# [Exercise materials]
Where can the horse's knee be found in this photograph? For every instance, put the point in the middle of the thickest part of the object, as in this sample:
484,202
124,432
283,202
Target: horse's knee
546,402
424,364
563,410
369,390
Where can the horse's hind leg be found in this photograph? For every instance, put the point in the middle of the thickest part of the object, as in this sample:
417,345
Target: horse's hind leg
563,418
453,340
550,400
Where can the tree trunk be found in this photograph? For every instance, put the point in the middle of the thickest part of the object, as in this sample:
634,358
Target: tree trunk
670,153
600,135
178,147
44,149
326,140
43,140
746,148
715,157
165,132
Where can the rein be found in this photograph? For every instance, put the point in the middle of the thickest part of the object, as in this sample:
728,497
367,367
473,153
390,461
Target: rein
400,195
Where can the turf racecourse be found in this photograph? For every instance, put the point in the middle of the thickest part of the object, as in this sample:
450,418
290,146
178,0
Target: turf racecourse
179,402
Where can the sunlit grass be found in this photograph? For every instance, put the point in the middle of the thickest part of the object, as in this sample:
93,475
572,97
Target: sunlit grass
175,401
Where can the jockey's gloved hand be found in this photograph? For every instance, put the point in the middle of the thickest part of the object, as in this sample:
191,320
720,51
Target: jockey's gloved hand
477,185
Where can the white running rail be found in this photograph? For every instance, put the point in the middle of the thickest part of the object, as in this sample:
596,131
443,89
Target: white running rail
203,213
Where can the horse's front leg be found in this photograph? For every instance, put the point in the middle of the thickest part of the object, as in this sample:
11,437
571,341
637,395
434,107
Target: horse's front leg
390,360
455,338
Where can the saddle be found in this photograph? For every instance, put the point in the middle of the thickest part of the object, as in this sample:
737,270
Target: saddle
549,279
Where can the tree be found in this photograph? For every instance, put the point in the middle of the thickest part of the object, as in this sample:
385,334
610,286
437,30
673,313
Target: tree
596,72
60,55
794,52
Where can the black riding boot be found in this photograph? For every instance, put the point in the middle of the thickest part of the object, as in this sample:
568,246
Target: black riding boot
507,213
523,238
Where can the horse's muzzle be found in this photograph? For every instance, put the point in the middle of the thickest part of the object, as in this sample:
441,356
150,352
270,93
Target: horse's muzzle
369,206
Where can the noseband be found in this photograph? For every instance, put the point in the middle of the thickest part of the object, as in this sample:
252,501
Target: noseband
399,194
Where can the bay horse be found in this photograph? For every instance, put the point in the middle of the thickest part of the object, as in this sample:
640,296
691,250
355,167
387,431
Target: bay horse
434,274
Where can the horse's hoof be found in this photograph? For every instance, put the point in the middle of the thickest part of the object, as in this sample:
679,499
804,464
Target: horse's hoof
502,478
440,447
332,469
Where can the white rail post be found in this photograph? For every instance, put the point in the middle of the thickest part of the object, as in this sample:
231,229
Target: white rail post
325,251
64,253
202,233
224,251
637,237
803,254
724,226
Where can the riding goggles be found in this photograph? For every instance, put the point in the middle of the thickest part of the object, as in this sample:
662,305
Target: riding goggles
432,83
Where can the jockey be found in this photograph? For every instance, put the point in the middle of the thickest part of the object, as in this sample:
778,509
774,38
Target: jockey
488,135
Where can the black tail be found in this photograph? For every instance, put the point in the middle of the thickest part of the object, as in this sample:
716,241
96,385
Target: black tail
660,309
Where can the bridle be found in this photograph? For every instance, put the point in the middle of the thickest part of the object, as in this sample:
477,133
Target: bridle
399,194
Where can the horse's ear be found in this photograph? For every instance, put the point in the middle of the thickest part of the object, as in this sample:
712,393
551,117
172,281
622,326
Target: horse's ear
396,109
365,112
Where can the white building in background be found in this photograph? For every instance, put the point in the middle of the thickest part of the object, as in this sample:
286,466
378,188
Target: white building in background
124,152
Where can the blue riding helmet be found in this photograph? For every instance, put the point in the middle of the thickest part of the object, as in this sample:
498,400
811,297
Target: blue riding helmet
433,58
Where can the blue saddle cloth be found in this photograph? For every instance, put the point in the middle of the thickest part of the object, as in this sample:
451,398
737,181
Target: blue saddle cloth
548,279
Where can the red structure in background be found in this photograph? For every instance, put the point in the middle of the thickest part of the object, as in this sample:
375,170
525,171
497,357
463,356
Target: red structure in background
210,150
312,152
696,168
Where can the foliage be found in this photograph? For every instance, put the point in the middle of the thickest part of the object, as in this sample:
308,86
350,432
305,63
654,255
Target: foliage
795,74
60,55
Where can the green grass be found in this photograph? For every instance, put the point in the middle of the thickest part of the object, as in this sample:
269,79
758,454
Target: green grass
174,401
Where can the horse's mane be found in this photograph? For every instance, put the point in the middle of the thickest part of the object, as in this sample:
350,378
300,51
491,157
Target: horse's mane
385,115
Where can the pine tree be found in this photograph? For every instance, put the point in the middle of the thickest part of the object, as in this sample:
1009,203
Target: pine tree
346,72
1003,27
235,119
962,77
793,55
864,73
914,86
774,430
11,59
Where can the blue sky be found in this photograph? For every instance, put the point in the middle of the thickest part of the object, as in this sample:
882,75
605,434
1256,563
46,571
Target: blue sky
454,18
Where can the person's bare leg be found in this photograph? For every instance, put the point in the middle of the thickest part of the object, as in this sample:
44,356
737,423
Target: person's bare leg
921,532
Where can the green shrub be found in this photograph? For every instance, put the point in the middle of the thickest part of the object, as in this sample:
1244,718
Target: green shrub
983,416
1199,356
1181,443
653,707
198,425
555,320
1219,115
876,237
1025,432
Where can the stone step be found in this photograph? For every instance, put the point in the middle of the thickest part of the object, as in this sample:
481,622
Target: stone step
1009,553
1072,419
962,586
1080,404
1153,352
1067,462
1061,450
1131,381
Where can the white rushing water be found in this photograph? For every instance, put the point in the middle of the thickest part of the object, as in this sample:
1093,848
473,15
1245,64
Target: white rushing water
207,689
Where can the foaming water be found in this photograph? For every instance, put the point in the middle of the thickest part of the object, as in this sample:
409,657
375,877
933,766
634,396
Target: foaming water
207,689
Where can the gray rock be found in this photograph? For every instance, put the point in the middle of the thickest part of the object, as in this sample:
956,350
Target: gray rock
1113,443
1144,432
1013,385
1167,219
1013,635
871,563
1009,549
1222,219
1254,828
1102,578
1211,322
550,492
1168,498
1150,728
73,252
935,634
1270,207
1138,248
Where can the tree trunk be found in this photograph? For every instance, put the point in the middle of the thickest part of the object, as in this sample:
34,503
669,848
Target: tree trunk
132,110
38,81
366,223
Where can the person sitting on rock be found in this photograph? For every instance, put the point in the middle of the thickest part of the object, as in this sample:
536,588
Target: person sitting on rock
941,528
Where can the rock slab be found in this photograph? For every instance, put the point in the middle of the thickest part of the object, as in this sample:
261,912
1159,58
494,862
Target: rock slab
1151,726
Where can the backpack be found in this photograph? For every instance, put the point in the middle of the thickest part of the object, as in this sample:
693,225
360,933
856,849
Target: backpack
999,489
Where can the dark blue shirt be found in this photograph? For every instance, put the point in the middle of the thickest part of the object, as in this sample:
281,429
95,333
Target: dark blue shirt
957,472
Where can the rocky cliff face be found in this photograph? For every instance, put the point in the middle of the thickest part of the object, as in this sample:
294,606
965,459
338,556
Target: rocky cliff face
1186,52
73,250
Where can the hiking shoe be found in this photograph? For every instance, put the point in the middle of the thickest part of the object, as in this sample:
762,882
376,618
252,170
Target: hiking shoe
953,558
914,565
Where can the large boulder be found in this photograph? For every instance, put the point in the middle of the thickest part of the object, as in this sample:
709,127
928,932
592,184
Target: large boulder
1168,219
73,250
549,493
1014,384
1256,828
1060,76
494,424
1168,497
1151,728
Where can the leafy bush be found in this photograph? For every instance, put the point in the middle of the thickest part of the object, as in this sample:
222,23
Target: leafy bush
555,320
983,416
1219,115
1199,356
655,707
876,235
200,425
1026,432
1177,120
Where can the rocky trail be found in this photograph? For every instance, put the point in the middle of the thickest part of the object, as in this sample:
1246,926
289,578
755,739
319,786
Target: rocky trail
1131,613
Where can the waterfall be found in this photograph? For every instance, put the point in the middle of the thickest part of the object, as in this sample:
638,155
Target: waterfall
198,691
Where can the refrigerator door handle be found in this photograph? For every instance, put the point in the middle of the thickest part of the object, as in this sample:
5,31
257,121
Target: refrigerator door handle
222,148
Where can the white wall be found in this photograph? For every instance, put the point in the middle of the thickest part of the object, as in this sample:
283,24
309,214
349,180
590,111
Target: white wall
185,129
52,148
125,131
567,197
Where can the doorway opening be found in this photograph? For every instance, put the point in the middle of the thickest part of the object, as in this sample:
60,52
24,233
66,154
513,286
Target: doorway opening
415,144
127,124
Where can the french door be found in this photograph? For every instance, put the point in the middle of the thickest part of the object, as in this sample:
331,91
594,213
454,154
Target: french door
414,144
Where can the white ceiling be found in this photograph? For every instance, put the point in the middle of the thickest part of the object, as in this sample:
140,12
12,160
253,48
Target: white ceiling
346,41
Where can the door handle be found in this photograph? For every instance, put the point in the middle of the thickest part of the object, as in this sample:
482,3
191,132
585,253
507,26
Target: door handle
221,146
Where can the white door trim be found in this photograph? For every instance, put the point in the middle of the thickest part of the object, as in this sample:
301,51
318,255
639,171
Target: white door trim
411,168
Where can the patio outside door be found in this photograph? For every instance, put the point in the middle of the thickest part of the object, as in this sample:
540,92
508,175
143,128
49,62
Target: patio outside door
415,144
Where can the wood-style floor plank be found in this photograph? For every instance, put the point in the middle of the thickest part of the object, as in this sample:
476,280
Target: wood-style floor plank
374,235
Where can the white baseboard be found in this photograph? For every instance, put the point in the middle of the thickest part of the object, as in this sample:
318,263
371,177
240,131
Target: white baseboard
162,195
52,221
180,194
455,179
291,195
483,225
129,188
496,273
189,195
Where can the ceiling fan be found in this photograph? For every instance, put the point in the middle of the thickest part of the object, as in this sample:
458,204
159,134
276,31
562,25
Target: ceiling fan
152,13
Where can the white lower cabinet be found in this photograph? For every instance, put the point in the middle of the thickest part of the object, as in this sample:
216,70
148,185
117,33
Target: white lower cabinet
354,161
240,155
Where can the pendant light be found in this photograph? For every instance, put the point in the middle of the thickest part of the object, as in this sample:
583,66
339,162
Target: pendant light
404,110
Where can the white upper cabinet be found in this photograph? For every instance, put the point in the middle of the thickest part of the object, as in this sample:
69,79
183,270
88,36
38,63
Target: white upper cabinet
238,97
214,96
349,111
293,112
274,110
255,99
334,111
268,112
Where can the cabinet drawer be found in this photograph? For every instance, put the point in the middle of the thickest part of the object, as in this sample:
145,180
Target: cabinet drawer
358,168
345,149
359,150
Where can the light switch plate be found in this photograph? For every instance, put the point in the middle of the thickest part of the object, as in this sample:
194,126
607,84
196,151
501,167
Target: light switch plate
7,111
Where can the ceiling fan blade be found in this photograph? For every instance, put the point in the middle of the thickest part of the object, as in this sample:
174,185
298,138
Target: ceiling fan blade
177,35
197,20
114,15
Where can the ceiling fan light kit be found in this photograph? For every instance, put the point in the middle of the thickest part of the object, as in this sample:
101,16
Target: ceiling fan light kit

# [Given task]
Render the lines as a JSON list of strings, one string per line, leaving out any blank lines. Begin at the line that contains "Where can the white upper" and continue through the last line of the records, including both ends.

# [Answer for the task]
[
  "Where can the white upper cabinet be found in this photograph? For every instance, put the point in the middle of the thickest part of the object, as in this sample:",
  "69,79",
  "183,270",
  "88,36",
  "38,63",
  "Target: white upper cabinet",
  "238,97",
  "214,96",
  "349,111",
  "293,112",
  "274,110",
  "255,99",
  "334,111",
  "268,112",
  "Where can the cabinet drawer be found in this photograph? For every instance, put the point in the middle of the thickest part of the object, as in this sample:",
  "145,180",
  "Target: cabinet drawer",
  "358,168",
  "345,149",
  "359,150",
  "Where can the light switch plate be found in this photograph? For every instance, put the point in the middle of the thickest part of the object, as in this sample:",
  "194,126",
  "607,84",
  "196,151",
  "501,167",
  "Target: light switch plate",
  "7,111",
  "Where can the ceiling fan blade be found in this photograph? For every instance, put the point in the middle of the thickest part of the object, as in this sample:",
  "174,185",
  "298,138",
  "Target: ceiling fan blade",
  "177,35",
  "197,20",
  "114,15",
  "Where can the ceiling fan light kit be found in this photograph? For every instance, put the point in the middle of the thickest part of the object, as in this sample:",
  "101,16",
  "Target: ceiling fan light kit"
]